▶ [TEXTO DE PARTIDA]
«ADHERIRSE A CRISTO, CONSTRUIR LA IGLESIA»
Un extracto del prólogo del presidente de la Fraternidad de CL en el nuevo libro de don Giussani, Una revolución de uno mismo. La vida como comunión (1968-1970), editado por Rizzoli, a la venta desde el 16 de julioCon cierta emoción y con renovada gratitud me dispongo a presentar los textos reunidos en este libro. Pertenecen a un momento delicado y crucial de la historia de Comunión y Liberación (CL). Se remontan a los años 1968-1970, periodo en el que la experiencia nacida de don Giussani en 1954 sufre una gran sacudida debido a la explosión del 68 italiano. Un millar de bachilleres, alrededor de la mitad de los seguidores de Gioventù Studentesca (GS), y varios cientos de universitarios procedentes de sus filas se alejan para adherirse al Movimiento estudiantil. Es ciertamente un momento de prueba, pero inesperadamente se revelará también como un paso importante que llevará a un renacimiento. Desde el otoño de 1965, tras dejar la guía de Gioventù Studentesca, Giussani participa en los encuentros del Centro cultural Charles Péguy, fundado en 1964 y promovido por aquellos que, al terminar su itinerario universitario, desean vivir en continuidad con la experiencia que había comenzado en los años anteriores.

▶ [TRABAJO POR HACER]
1 – Responde estas preguntas sobre el prólogo acerca de Comunión y Liberación:
(a) ¿Qué editorial publica el libro?
(b) ¿En qué año nació la experiencia surgida de don Giussani?
(c) ¿En qué año se fundó el Centro cultural Charles Péguy?
2 – Escribe la siguiente parte del prólogo sobre Comunión y Liberación, siguiendo después de su última oración.

▶ [CONJUNTO DE DATOS]
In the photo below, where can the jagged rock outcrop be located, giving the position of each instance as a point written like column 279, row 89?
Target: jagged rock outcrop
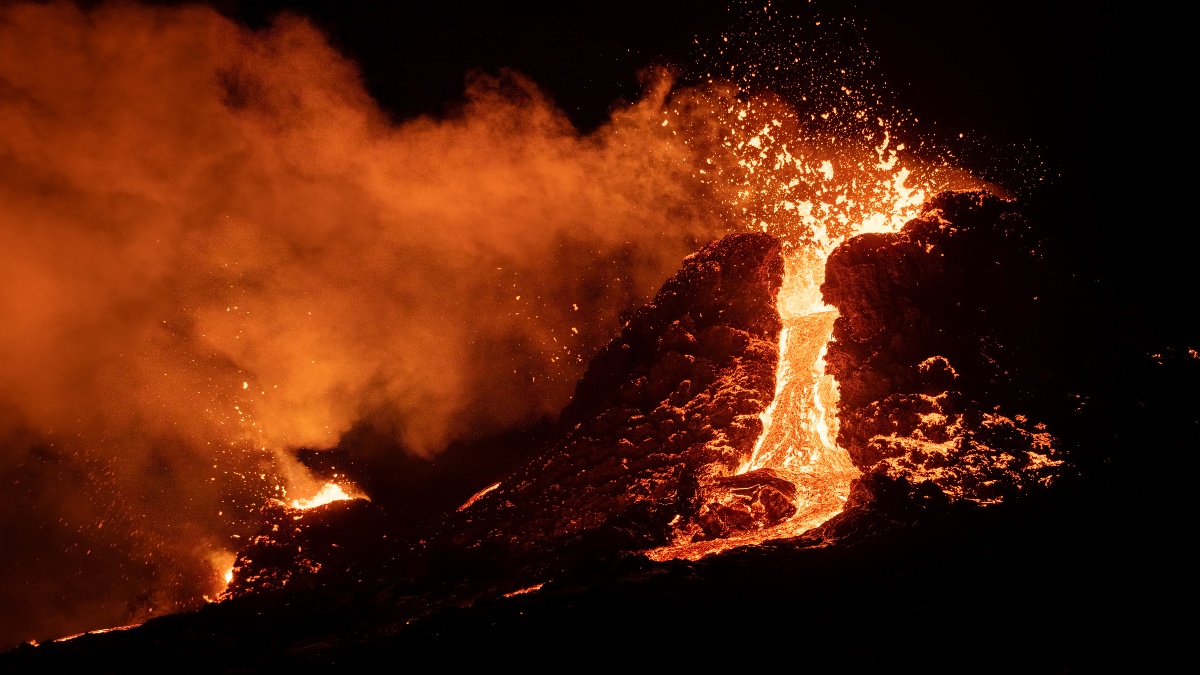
column 939, row 353
column 294, row 545
column 669, row 406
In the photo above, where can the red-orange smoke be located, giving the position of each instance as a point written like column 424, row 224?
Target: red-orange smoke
column 215, row 248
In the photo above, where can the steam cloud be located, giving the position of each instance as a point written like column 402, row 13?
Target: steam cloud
column 215, row 248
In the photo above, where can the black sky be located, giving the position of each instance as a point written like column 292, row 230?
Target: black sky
column 1090, row 90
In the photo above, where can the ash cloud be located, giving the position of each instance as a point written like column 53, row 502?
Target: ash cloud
column 215, row 248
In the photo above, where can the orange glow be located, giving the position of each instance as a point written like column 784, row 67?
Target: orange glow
column 329, row 493
column 813, row 191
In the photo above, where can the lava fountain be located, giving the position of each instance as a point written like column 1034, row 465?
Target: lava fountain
column 813, row 191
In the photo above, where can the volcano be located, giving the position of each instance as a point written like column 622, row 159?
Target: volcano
column 981, row 526
column 313, row 358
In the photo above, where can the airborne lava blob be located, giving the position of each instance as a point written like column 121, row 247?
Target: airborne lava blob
column 215, row 248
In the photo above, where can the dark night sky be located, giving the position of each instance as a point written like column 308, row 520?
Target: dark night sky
column 1090, row 90
column 1006, row 69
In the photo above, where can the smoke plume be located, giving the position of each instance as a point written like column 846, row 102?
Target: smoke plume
column 215, row 248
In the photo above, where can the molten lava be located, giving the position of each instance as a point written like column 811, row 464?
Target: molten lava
column 329, row 493
column 813, row 192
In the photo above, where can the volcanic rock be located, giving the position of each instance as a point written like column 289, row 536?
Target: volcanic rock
column 294, row 545
column 749, row 501
column 669, row 406
column 937, row 353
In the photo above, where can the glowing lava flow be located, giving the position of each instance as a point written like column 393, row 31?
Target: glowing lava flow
column 329, row 493
column 814, row 192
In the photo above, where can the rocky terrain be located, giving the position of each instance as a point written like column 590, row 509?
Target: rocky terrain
column 1017, row 512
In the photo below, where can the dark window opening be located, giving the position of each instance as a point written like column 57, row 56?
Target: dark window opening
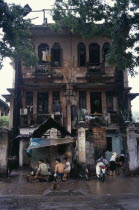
column 105, row 50
column 81, row 55
column 43, row 53
column 56, row 101
column 29, row 101
column 89, row 135
column 94, row 54
column 138, row 147
column 109, row 144
column 42, row 103
column 96, row 102
column 109, row 101
column 82, row 100
column 56, row 55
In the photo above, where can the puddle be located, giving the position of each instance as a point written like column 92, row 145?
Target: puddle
column 62, row 193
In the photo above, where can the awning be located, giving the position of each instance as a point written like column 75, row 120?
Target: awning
column 38, row 142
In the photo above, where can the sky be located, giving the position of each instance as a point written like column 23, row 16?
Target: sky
column 7, row 73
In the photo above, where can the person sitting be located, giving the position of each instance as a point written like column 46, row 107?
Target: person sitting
column 67, row 168
column 59, row 169
column 42, row 169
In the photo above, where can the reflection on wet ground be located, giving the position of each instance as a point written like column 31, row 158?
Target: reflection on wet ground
column 114, row 185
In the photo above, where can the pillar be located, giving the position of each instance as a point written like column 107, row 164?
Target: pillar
column 69, row 117
column 21, row 150
column 3, row 151
column 88, row 102
column 104, row 110
column 81, row 144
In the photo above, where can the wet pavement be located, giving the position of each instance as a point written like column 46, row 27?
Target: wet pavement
column 116, row 193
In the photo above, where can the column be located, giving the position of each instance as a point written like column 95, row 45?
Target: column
column 81, row 144
column 34, row 102
column 50, row 103
column 104, row 111
column 88, row 102
column 69, row 117
column 21, row 147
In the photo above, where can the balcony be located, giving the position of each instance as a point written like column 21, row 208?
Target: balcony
column 94, row 71
column 42, row 71
column 34, row 120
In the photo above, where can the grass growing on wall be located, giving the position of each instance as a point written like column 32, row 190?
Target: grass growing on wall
column 4, row 122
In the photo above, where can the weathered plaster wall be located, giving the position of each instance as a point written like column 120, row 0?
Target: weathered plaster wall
column 132, row 149
column 3, row 151
column 81, row 145
column 90, row 160
column 117, row 145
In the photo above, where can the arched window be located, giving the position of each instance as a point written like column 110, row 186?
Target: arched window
column 43, row 49
column 56, row 55
column 105, row 50
column 81, row 54
column 94, row 54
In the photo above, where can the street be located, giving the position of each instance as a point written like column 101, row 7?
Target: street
column 116, row 193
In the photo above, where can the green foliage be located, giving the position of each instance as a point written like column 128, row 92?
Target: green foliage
column 16, row 37
column 4, row 122
column 135, row 116
column 117, row 21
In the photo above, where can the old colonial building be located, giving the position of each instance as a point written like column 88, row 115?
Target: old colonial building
column 73, row 84
column 4, row 108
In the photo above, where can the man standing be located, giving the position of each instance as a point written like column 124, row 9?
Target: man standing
column 59, row 168
column 67, row 168
column 42, row 169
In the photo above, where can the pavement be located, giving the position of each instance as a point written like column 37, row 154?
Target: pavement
column 117, row 192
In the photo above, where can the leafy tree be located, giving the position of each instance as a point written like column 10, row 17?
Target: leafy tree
column 4, row 122
column 91, row 18
column 15, row 34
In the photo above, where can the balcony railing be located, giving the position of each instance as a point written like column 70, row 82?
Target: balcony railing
column 34, row 120
column 95, row 68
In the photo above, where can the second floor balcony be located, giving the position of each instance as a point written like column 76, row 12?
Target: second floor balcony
column 42, row 71
column 34, row 120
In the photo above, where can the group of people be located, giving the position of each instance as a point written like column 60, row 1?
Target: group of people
column 61, row 169
column 116, row 161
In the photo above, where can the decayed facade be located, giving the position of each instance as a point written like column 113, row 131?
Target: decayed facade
column 74, row 84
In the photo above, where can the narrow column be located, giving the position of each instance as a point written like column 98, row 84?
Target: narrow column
column 21, row 146
column 88, row 102
column 35, row 102
column 81, row 144
column 50, row 105
column 69, row 117
column 104, row 103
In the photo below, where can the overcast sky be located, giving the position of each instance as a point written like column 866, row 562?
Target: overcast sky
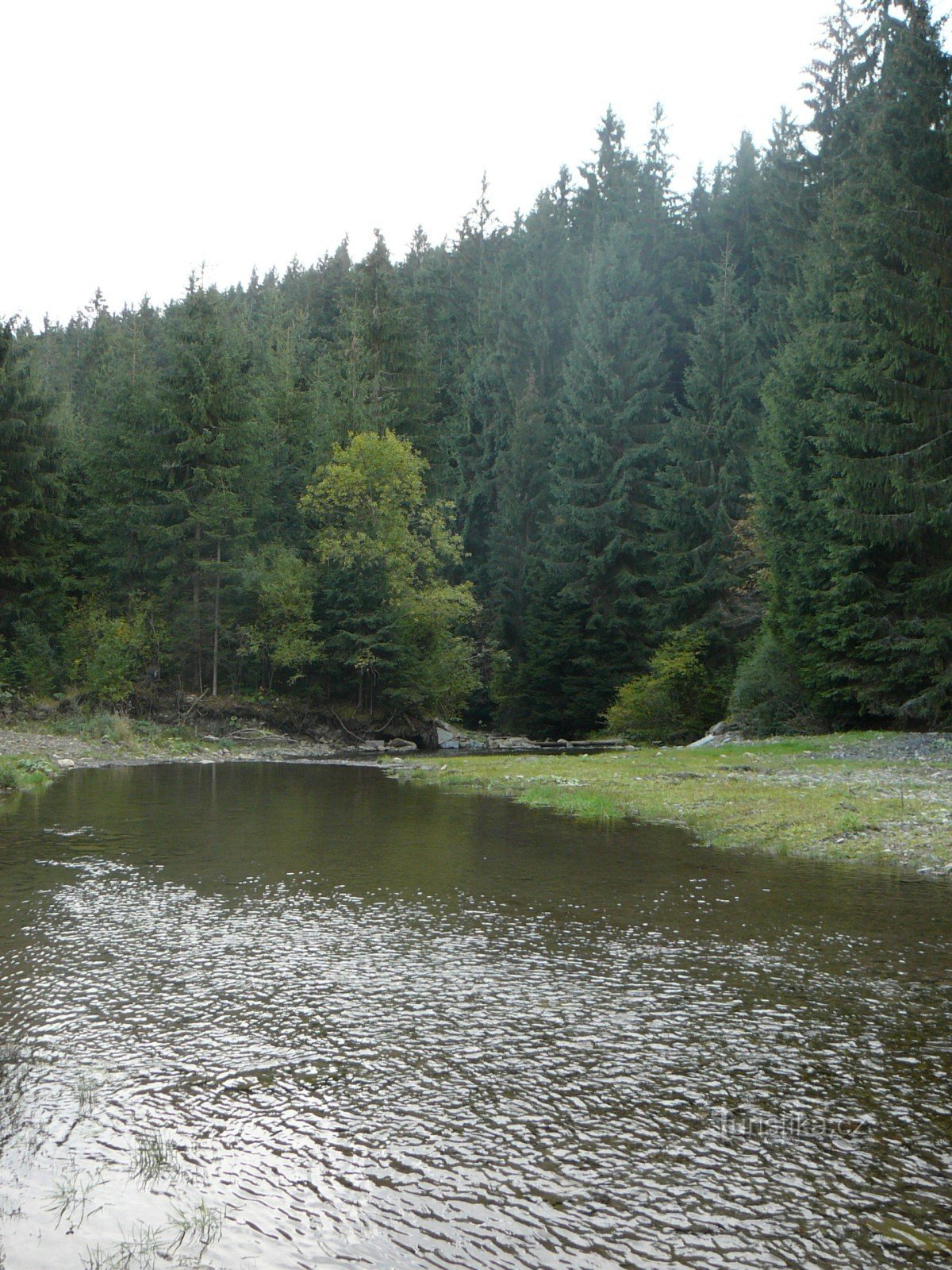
column 143, row 140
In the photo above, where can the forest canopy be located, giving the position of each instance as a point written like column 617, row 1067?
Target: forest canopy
column 640, row 454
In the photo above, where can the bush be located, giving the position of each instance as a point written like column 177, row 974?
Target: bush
column 29, row 664
column 677, row 702
column 768, row 696
column 107, row 657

▶ [RESPUESTAS]
1 –
(a) Rizzoli.
(b) En 1954.
(c) En 1964.

2 –
Después del primer año, en el que se ocupa preferentemente de actividades culturales, el Centro Péguy se convierte cada vez más claramente en un lugar de profundización de la fe según el acento propuesto en GS, representando de hecho la prosecución del «movimiento» surgido en el liceo Berchet en 1954 y el comienzo de esa realidad que en poco tiempo asumirá definitivamente el nombre de «Comunión y Liberación». De hecho, igual que el tiempo de la crisálida marca el paso entre la energía potencial del capullo –que contiene ya todo de forma todavía embrionaria– y la expresividad cumplida de la mariposa, la experiencia giussaniana del Centro Péguy representa el puente de tránsito desde esa aventura nacida inicialmente entre los pupitres de escuela con GS a una conciencia renovada de un horizonte universal que quiere abrazar cada aspecto de la existencia humana hasta el nivel adulto, cosa que encontrará plena realización en CL. Los años que van desde 1965 a 1968 son, en cierto sentido, años de experimentación en busca de una configuración en circunstancias difíciles, aunque en absoluto son años carentes de frutos. En septiembre de 1968, con ocasión de la Jornada de apertura de curso (cuyo contenido figura en el primero de los textos aquí publicados), valorando los pasos que se habían dado, Giussani recapitula y vuelve a dar un nuevo impulso, definiendo la naturaleza del Centro Péguy y trazando sus líneas maestras.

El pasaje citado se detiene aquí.